## Activity
Copy out all the rows below, changing each "rough mask" to "coarse mask" and keeping everything else the same.

*** Opening of Records shown ***

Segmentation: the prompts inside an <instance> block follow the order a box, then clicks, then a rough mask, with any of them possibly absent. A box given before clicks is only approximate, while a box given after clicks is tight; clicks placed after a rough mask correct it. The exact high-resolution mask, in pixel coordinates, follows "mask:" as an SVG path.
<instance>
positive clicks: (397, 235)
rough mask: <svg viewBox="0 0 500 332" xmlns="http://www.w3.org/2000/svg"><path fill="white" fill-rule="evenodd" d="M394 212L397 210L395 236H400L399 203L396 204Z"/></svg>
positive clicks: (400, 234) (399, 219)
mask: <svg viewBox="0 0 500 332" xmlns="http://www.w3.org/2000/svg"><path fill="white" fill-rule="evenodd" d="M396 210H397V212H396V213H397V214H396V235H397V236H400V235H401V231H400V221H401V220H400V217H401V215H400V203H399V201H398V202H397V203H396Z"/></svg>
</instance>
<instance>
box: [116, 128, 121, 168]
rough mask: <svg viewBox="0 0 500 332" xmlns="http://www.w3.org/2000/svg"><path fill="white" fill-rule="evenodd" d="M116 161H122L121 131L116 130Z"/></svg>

*** Close of Records shown ***

## Written answer
Segmentation: the prompts inside an <instance> block follow the order a box, then clicks, then a coarse mask, with any of them possibly absent. A box given before clicks is only approximate, while a box given after clicks is tight; clicks placed after a coarse mask correct it. The exact high-resolution mask, in pixel coordinates, follows "mask:" as an SVG path.
<instance>
positive clicks: (397, 235)
coarse mask: <svg viewBox="0 0 500 332" xmlns="http://www.w3.org/2000/svg"><path fill="white" fill-rule="evenodd" d="M394 212L397 210L395 236H400L399 203L396 204Z"/></svg>
positive clicks: (400, 234) (399, 219)
mask: <svg viewBox="0 0 500 332" xmlns="http://www.w3.org/2000/svg"><path fill="white" fill-rule="evenodd" d="M396 210H397V212H396V213H397V214H396V235H397V236H400V235H401V231H400V221H401V220H400V217H401V215H400V203H399V201H398V202H397V203H396Z"/></svg>
</instance>
<instance>
box: [116, 128, 121, 168]
coarse mask: <svg viewBox="0 0 500 332" xmlns="http://www.w3.org/2000/svg"><path fill="white" fill-rule="evenodd" d="M116 161H122L121 131L116 130Z"/></svg>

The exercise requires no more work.